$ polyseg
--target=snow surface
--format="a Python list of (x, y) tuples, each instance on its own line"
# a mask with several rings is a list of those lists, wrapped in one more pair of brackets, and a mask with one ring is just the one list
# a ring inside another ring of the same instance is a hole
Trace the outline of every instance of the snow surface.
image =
◆ ◆ ◆
Goal of the exercise: Format every line of the entries above as a JSON list of strings, one string per line, with blank lines omitted.

Expected answer:
[
  "$ polyseg",
  "--target=snow surface",
  "--format=\"a Python list of (x, y) tuples, each instance on its own line\"",
  "# a mask with several rings is a list of those lists, wrapped in one more pair of brackets, and a mask with one ring is just the one list",
  "# a ring inside another ring of the same instance is a hole",
  "Trace the outline of every instance of the snow surface.",
  "image ="
]